Required task:
Can you write out, character for character, the lines from the one containing "the grey audi" through the one containing "(1100, 498)", including both of those lines and no others?

[Image location labeling items]
******************************

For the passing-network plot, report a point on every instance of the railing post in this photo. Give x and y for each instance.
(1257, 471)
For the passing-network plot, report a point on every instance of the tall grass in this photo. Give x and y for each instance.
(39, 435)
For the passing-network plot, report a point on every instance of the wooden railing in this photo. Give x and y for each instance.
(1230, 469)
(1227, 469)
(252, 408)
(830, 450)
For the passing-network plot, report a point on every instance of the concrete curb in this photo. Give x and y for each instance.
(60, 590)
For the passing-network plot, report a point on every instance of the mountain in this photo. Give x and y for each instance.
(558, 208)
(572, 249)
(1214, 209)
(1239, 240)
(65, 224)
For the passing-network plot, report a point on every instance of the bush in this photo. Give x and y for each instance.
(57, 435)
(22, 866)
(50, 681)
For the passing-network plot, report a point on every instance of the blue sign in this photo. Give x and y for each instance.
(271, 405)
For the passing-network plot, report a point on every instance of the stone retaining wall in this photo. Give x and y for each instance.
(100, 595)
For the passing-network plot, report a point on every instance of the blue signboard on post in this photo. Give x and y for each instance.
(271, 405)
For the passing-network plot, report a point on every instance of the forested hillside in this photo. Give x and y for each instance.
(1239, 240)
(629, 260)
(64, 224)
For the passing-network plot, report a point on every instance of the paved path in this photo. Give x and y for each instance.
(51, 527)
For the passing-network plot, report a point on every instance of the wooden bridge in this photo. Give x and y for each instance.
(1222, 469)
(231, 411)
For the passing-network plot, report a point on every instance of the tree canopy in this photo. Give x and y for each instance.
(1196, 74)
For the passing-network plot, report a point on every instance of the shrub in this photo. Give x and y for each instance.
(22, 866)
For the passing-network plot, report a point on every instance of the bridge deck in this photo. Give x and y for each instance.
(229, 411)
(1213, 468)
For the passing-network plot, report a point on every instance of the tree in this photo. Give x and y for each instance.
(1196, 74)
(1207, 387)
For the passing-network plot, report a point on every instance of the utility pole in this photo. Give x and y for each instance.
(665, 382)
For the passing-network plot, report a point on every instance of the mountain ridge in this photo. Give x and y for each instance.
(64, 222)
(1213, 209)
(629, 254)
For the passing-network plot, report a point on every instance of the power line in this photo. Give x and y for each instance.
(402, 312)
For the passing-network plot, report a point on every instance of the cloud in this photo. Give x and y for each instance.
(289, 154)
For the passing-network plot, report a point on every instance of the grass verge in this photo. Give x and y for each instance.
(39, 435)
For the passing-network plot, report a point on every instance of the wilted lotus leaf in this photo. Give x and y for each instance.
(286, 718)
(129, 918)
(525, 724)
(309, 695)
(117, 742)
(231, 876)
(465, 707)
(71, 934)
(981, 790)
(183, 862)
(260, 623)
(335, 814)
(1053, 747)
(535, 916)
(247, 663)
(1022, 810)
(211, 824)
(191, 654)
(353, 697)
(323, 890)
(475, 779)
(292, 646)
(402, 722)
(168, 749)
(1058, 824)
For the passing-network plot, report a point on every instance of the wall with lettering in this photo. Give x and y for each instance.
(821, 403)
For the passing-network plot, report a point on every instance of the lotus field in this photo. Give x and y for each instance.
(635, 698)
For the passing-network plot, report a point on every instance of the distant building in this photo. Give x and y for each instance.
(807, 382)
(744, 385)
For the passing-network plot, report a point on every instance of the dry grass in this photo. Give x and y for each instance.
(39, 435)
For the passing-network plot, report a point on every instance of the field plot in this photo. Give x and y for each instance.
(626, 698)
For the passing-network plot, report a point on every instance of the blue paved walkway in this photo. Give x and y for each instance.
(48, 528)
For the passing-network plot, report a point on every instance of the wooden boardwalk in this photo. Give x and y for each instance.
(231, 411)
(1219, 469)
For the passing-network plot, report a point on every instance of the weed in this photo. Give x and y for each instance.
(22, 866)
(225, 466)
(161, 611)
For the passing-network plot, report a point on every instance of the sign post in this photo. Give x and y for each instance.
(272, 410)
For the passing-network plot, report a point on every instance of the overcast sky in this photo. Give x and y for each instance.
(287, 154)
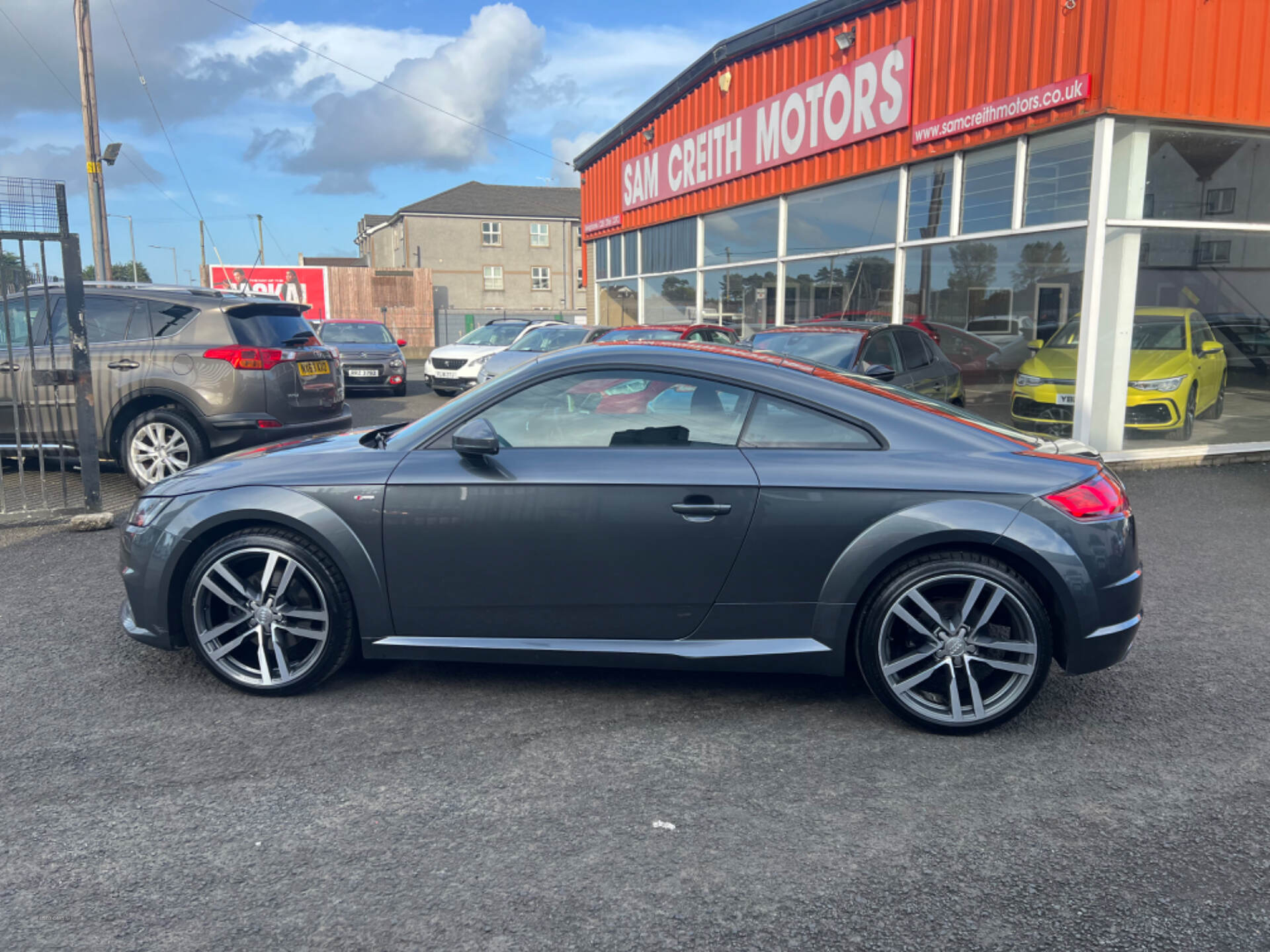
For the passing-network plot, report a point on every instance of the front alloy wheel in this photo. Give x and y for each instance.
(955, 644)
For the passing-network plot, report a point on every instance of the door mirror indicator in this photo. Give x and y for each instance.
(476, 440)
(880, 371)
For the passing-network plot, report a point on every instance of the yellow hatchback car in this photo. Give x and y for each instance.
(1176, 374)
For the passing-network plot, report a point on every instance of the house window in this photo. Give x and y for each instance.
(1213, 253)
(1220, 201)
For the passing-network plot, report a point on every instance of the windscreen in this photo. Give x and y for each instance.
(364, 333)
(832, 349)
(492, 335)
(552, 339)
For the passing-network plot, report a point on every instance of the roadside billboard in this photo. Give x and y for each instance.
(299, 285)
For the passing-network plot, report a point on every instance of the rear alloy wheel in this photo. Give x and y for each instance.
(269, 612)
(160, 444)
(955, 643)
(1184, 432)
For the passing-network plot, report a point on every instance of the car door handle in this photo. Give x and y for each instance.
(701, 509)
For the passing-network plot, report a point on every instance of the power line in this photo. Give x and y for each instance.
(77, 100)
(381, 83)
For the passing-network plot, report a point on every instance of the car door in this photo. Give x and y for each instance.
(587, 524)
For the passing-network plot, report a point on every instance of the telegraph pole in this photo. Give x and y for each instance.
(92, 143)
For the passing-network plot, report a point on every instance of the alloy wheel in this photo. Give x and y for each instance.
(261, 617)
(159, 450)
(958, 649)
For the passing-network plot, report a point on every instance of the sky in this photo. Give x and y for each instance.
(263, 127)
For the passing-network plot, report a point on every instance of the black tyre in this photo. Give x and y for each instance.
(160, 444)
(269, 612)
(1184, 432)
(954, 643)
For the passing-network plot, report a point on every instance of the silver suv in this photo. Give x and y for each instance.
(179, 375)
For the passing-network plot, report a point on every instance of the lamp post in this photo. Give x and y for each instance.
(175, 277)
(132, 245)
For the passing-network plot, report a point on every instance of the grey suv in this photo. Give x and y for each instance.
(179, 375)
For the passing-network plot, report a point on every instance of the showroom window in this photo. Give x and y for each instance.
(854, 214)
(743, 234)
(988, 190)
(671, 299)
(930, 198)
(1060, 168)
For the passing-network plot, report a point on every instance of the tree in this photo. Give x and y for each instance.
(120, 270)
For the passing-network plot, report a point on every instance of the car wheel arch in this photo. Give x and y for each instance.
(220, 513)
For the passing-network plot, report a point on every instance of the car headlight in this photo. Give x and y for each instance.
(1164, 386)
(146, 509)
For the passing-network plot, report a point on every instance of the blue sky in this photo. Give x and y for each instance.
(263, 127)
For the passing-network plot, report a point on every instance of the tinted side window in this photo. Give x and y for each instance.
(621, 409)
(880, 349)
(777, 424)
(171, 319)
(911, 347)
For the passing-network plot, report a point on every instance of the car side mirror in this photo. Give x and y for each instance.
(476, 440)
(880, 371)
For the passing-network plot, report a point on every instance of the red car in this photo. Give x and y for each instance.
(700, 333)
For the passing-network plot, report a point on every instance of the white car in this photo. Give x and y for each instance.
(454, 367)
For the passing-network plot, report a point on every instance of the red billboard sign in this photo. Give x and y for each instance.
(302, 286)
(857, 100)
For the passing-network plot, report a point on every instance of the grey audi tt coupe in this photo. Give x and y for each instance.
(659, 504)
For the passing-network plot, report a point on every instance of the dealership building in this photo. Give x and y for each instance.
(1071, 197)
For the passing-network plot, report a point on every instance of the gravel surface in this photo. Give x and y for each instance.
(461, 807)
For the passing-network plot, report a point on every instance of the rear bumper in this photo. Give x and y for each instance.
(232, 432)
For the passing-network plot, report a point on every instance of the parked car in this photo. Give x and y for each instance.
(700, 333)
(454, 367)
(540, 340)
(888, 352)
(831, 524)
(179, 375)
(368, 353)
(1176, 374)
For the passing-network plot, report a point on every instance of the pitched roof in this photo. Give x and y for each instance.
(512, 201)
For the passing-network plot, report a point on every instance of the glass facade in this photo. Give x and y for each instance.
(1177, 344)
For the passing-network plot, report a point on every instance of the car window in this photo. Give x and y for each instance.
(882, 349)
(911, 348)
(621, 409)
(777, 424)
(171, 319)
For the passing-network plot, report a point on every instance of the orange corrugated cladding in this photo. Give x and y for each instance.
(1195, 60)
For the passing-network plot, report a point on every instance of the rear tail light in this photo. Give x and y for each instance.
(251, 358)
(1100, 498)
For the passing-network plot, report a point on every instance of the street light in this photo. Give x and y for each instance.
(175, 277)
(132, 245)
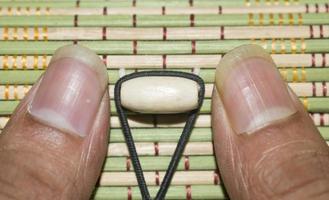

******************************

Solved problem:
For the passing-network plot, report a point on every instance of the grey audi tt coupe in this photo. Give x and y for each instance.
(659, 504)
For the passing-network plot, report a point on every instance of the dealership building in this photo. Give x and y for each instance.
(1071, 197)
For the passing-network plot, report a point on every instance of the gravel surface in this photo. Give x and y for each instance.
(461, 807)
For the passing-network plot, report a point on every instance of the rear bumper in this photo. Give x and y for each instance.
(232, 432)
For the passing-network plot, report a point on every instance of the parked car in this photo. Give x and y for each instance.
(700, 333)
(454, 367)
(540, 340)
(888, 352)
(831, 524)
(179, 375)
(368, 353)
(1176, 374)
For the passing-network plot, report a point on every instance of the pitched roof in this photo. Give x and y for each instance.
(512, 201)
For the passing-network plot, report a point on every instance of the glass facade in this photo. Give x and y for each instance.
(1177, 344)
For the passing-network plot, report a point on every instance of the car window in this photo. Give x and y for each instance.
(882, 349)
(911, 348)
(621, 409)
(777, 424)
(171, 319)
For the passing-network plot, report a point on every instance of the orange corrugated cladding in this photo. Give x and y for each instance.
(1195, 60)
For the passing-network plot, report a point on every instance of the rear tail light in this photo. Give x and y for each instance.
(251, 358)
(1100, 498)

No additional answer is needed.